Exercise: Output the part of the entries below that opens with the line containing "line in the photo above." and runs through the end of the entries. Give it as a JSON list of strings, one per line, and leave out blank lines.

Stored records:
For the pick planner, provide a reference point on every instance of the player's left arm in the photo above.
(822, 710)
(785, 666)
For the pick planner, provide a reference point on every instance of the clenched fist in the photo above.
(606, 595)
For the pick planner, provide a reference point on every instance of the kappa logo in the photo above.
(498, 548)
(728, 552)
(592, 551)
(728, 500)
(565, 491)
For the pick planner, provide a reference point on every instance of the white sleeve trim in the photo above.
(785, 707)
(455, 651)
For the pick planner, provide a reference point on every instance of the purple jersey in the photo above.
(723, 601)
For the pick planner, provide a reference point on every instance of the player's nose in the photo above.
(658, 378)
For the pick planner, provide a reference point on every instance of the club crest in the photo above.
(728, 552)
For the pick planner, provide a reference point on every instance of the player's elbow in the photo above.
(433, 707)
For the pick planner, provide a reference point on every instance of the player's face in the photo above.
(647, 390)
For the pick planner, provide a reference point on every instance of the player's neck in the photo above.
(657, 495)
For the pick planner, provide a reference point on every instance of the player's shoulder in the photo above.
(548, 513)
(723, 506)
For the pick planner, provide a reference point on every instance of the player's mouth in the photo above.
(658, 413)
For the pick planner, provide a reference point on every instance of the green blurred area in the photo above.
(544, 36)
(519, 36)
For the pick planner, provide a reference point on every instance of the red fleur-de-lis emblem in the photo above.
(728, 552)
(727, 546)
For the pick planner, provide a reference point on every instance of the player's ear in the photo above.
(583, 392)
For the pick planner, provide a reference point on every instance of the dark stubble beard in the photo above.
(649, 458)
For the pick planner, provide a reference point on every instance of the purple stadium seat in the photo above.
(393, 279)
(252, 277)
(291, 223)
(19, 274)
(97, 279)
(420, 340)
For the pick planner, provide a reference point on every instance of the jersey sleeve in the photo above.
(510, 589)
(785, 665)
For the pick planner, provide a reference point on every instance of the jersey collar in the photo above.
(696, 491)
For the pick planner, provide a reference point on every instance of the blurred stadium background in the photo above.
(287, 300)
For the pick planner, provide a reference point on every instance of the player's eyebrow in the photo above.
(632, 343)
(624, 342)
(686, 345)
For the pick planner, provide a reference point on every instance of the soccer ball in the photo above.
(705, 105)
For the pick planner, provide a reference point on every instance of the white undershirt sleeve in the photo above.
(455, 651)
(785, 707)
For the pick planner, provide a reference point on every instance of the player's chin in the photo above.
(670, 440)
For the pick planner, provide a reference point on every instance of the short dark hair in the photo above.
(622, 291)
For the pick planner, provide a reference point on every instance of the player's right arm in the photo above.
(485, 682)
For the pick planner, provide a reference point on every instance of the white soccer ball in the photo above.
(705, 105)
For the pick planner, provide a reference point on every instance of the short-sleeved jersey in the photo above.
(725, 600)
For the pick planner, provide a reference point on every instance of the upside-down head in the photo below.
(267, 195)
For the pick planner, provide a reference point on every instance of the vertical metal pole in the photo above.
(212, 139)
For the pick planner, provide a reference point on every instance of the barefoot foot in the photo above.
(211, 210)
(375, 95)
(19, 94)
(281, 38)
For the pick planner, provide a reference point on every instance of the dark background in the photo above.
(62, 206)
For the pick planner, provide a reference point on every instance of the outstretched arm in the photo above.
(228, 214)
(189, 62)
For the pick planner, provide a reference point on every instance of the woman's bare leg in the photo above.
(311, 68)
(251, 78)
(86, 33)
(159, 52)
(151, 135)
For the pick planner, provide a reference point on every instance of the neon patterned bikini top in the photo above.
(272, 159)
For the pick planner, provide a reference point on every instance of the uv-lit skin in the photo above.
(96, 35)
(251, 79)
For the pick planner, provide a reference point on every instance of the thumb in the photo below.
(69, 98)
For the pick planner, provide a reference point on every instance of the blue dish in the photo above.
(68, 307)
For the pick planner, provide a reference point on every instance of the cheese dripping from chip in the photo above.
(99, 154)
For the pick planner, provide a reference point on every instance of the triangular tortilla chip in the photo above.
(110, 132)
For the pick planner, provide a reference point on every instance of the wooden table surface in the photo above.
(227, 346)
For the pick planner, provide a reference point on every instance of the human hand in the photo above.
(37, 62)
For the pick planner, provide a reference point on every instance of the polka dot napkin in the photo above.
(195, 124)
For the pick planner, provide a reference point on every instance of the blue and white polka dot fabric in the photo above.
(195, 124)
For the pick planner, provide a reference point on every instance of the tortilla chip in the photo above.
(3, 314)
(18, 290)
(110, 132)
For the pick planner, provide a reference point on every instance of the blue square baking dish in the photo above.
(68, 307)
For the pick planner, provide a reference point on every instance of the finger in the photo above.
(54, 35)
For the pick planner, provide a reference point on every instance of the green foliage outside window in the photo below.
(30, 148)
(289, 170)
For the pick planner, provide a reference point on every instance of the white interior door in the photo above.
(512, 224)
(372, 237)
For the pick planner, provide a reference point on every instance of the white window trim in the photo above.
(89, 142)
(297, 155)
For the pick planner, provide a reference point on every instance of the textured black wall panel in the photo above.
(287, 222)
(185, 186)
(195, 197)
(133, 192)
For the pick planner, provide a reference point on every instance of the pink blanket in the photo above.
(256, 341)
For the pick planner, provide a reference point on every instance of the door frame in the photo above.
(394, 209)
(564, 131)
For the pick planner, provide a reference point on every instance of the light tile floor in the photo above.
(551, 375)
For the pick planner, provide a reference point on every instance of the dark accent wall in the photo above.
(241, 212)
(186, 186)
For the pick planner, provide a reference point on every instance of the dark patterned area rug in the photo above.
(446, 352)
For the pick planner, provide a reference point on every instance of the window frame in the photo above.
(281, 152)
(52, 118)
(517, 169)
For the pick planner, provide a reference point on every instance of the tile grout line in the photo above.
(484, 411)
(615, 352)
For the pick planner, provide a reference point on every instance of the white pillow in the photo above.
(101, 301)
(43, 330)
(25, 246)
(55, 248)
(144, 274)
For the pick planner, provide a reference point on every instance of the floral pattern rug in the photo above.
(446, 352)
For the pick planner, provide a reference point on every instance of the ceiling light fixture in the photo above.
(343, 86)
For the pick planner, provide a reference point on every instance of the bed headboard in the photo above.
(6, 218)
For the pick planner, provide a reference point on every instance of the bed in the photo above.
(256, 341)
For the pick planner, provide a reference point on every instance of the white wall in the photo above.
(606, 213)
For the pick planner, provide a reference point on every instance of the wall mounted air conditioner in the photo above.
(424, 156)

Exercise solution:
[
  "For the pick planner, provide a reference point on every instance of the tile grout line in the photo above.",
  "(484, 411)",
  "(615, 352)",
  "For the pick planner, provide a reference point on every instance of the white pillow in the photo above.",
  "(101, 301)",
  "(43, 330)",
  "(25, 246)",
  "(55, 248)",
  "(144, 274)",
  "For the pick planner, provide a reference point on every instance of the floral pattern rug in the photo above.",
  "(446, 352)",
  "For the pick planner, provide a reference point on every instance of the ceiling light fixture in the photo above.",
  "(343, 86)",
  "For the pick planner, provide a reference point on every instance of the bed headboard in the photo above.",
  "(6, 218)",
  "For the pick planner, provide a reference point on every instance of the bed in the photo above.",
  "(256, 341)",
  "For the pick planner, provide a reference point on every instance of the white wall in the photo above.",
  "(606, 213)",
  "For the pick planner, provide a reference point on every instance of the wall mounted air conditioner in the photo above.",
  "(424, 156)"
]